▶ **WHAT THE TASK ASKS**: Rewrite the records below, replacing "can you spot" with "do you see" everywhere it occurs and leaving the rest unchanged.

— begin —

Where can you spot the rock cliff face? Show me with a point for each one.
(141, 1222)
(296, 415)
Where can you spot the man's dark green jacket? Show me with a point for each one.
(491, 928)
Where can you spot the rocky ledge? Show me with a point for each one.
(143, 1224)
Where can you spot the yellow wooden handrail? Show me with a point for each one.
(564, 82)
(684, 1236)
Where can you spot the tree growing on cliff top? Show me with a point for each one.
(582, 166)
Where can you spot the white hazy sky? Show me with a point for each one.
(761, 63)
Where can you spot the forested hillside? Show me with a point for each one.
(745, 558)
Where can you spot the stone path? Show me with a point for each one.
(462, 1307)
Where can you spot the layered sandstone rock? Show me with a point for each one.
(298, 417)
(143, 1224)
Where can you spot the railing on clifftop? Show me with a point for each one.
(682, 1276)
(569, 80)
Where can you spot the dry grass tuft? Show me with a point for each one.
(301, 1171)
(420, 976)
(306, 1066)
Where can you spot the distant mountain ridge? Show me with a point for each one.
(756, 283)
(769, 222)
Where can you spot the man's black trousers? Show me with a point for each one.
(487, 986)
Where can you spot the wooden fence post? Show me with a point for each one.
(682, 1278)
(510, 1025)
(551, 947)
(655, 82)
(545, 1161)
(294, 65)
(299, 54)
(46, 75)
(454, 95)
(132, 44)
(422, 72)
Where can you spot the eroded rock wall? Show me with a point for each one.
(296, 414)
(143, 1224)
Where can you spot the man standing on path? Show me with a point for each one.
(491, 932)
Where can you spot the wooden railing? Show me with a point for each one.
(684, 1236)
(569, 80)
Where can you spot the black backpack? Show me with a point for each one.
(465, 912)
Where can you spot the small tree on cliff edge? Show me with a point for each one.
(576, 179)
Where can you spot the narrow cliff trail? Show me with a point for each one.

— end —

▶ **EXERCISE OUTPUT**:
Where do you see the rock cliff face? Show me with a point for each one.
(141, 1222)
(296, 415)
Where do you see the man's dark green jacket? Show me with a point for each one.
(491, 928)
Where do you see the rocky ledge? Show me with a point for each one.
(143, 1224)
Where do you see the yellow wooden handrail? Show me with a point for each one.
(564, 82)
(684, 1236)
Where do you see the tree growing on cliff top? Show me with a point for each one.
(582, 166)
Where do you see the white hazy sky? Show me with a point for each one.
(761, 63)
Where do you see the forested hillside? Show me with a point for each one.
(745, 558)
Where do you see the stone path? Show me with a point for each one.
(462, 1307)
Where do you see the layered sandstone rock? Show me with a point for each one.
(298, 417)
(143, 1224)
Where do you see the railing on clifftop? Show me with a point for each one.
(682, 1276)
(569, 80)
Where do you see the dry grass tuft? Show me with a point for each one.
(301, 1171)
(420, 976)
(306, 1066)
Where do you see the distant mountain ridge? Show me with a point for each one.
(756, 283)
(769, 222)
Where do you see the man's black trousers? Show me with a point for each one.
(487, 986)
Where do you see the wooden fence post? Show me with a point for each one.
(682, 1278)
(510, 1025)
(551, 947)
(655, 82)
(545, 1161)
(294, 65)
(299, 54)
(46, 75)
(454, 95)
(132, 44)
(422, 72)
Where do you see the eroded rock wall? Show me with a point for each one.
(296, 414)
(143, 1224)
Where do you see the man standing on path? Show me with a point for each one.
(491, 932)
Where do you see the wooden railing? Show me with a point for each one.
(684, 1236)
(569, 80)
Where do you see the black backpack? Show me with a point for each one.
(465, 912)
Where do you see the small tree on cliff edge? Show me with a point for each one.
(576, 179)
Where do you see the narrow cliff trail? Show me with a point for each one.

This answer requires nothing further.